China makes up around 40% of cargo imported through the ports of Seattle and Tacoma.
Declines are also materializing at other West Coast ports, including at the Port of Long Beach, said Mario Cordero, CEO of that Los Angeles-area port.
“Shipping lines have already canceled 34 sailing that would have called at the Port of Long Beach over the next two months,” Cordero said Thursday.
Because vessels bound from China take several weeks to reach West Coast ports, the full impact of those cancellations is still weeks away.
For the month of April, the number of arriving container vessels berthing at Seattle and Tacoma was down just 7%, to 58, compared to April 2024, according to data from the Marine Exchange of Puget Sound, an industry association. The number of arriving vessels carrying automobiles declined by nearly 21%.
Thursday afternoon, the ports of Seattle and Tacoma had around a dozen cargo vessels berthed or at anchor, according to the website Marine Tracker, although it wasn’t clear where all the vessels were from or were bound.
But port officials expect to see the much larger impacts of cancellations starting in mid-May.
The ports of Seattle and Tacoma, whose marine cargo operations are overseen through the Northwest Seaport Alliance, anticipate a decline in container imports of around 40%, said Ryan Calkins, Port of Seattle commissioner.

▶ **PROMPT 1**: According to the port shipping article, what share of cargo imported through the ports of Seattle and Tacoma comes from China?
▶ **PROMPT 2**: Using the port shipping article, explain why the full impact of the canceled sailings has not yet been felt.
▶ **PROMPT 3**: Write the next part of the port shipping article, picking up after its final sentence.
The records that come after this have no part in the work on the port shipping article.

▶ **AVAILABLE DATA**:
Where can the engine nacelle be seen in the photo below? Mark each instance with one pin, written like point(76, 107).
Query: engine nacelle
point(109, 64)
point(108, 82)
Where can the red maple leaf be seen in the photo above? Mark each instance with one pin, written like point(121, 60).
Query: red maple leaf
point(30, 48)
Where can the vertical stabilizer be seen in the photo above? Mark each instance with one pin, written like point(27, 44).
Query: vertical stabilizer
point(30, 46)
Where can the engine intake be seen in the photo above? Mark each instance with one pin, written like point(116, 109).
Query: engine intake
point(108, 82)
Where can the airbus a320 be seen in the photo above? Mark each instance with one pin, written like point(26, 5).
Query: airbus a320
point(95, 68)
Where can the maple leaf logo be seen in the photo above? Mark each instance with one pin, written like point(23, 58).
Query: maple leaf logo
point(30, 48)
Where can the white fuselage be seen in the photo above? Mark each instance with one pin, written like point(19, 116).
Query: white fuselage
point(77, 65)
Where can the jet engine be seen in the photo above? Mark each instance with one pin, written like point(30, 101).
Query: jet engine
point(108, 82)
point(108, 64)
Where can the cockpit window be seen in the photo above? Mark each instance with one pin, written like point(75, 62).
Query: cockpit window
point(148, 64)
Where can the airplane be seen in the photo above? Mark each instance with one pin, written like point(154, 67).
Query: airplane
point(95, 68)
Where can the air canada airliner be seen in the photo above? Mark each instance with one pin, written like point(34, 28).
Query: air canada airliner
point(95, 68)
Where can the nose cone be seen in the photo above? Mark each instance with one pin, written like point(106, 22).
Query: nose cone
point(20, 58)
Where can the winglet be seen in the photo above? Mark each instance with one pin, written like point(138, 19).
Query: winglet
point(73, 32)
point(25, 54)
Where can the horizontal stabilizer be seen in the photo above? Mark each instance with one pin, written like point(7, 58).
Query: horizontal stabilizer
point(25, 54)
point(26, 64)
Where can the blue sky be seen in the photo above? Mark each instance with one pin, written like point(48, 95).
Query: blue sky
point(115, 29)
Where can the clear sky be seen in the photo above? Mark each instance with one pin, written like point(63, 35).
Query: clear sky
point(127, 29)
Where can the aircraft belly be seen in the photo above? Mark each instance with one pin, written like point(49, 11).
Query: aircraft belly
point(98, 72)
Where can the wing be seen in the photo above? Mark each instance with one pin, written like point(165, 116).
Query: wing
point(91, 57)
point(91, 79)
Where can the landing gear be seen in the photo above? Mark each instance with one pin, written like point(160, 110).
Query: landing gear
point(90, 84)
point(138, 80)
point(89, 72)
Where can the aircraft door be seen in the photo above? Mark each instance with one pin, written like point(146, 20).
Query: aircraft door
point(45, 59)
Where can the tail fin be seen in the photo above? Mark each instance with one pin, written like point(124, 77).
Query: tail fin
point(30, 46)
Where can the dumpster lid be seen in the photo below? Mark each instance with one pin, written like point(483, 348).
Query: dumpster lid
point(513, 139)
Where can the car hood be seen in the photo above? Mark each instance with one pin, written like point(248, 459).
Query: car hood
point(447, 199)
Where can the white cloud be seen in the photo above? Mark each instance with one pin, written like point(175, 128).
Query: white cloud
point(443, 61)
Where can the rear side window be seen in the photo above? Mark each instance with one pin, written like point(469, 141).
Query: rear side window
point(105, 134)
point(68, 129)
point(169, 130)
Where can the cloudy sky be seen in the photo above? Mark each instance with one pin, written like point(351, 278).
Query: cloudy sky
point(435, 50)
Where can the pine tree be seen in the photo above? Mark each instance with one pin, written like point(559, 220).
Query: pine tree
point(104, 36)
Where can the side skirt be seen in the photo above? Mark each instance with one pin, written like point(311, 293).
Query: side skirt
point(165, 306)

---

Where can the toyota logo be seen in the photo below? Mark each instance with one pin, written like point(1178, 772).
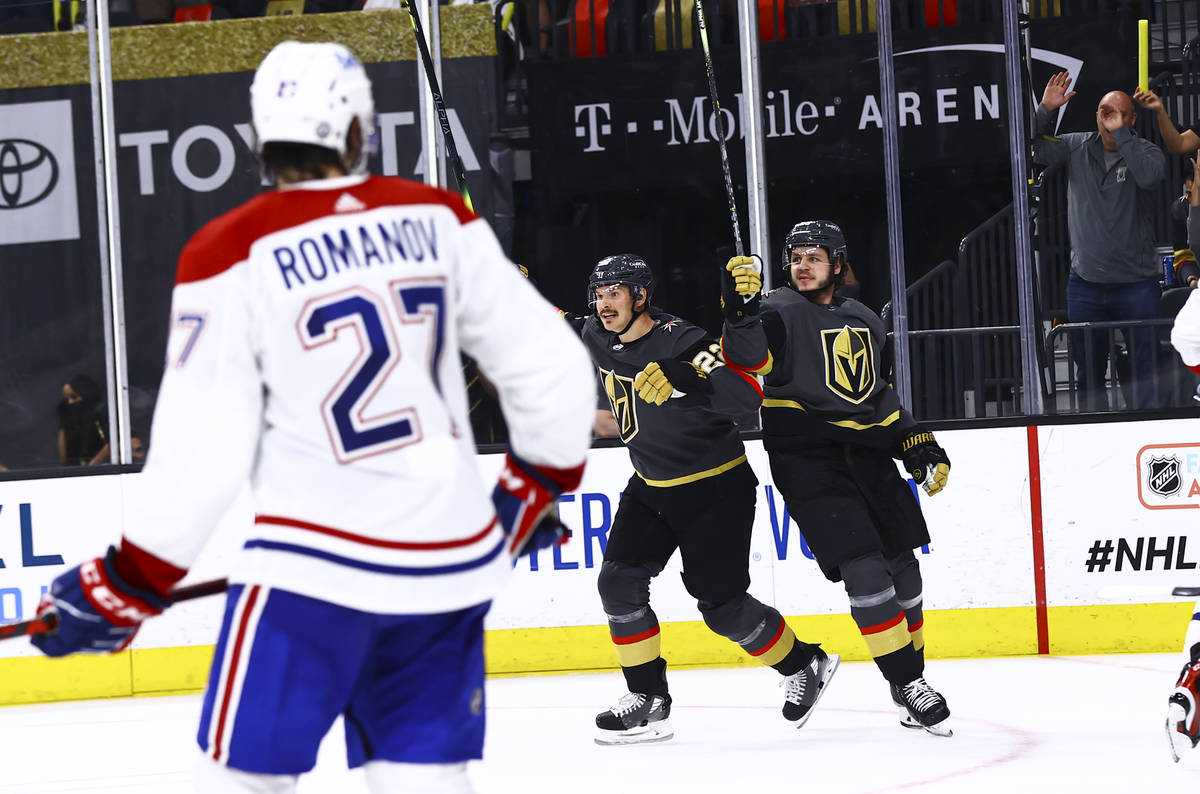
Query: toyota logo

▶ **ANSWER 1**: Around 40%.

▶ **ANSWER 2**: Vessels bound from China take several weeks to reach West Coast ports. Because of that delay, the full impact of the cancellations is still weeks away, and port officials expect the much larger impacts to begin in mid-May.

▶ **ANSWER 3**:
That decline could have a direct impact on port-related employment for jobs like longshore workers and truck drivers. “If we’ve got a 40% drop in vessel calls or container traffic, we’re going to have the roughly equivalent drop in the number of longshore hours, the number of truck trips,” Calkins said.
More broadly, any disruption in cargos will directly affect companies that depend on imports or sell to foreign buyers.
Marzano, with the Port of Tacoma, said local exporters are already scrambling to find new buyers for products they can no longer sell into countries, like China, that imposed retaliatory tariffs on U.S. goods.
Oregon’s grass seed farmers have estimated that about half their exports, valued at nearly $200 million, are being cancelled, said Wyden.
Democrats vow to keep pushing Congress to assert its authority and rein in the president’s tariff powers.
Though any such legislation seems bound to fail — Trump has threatened a veto — Democrats clearly see tariffs as a way to divide Republicans over an issue that has created unhappiness even among Republican voters.
The fact that all but three Republican Senators voted against Wednesday’s tariff bill “is a dangerous and deliberate decision by Republicans to enable Trump’s pro recession agenda and higher taxes on every American,” Murray said.
Still, even if Trump were to drop the tariffs tomorrow, it could take weeks or months to restore shipping volumes. The global supply chain is “not a light switch they can just turn on and off,” said Marzano.
Making the stakes even higher, the looming risks of a trade slowdown comes as many U.S. retailers must decide on their orders for the Christmas season.
Brittney Geleynse, owner of Clover Toys in Seattle’s Ballard neighborhood, said some of her suppliers are already warning of tariff “surcharges.”
As a small business owners Geleynse prefers not to order products far in advance, in part because it ties up so much of her limited cash flow in inventory.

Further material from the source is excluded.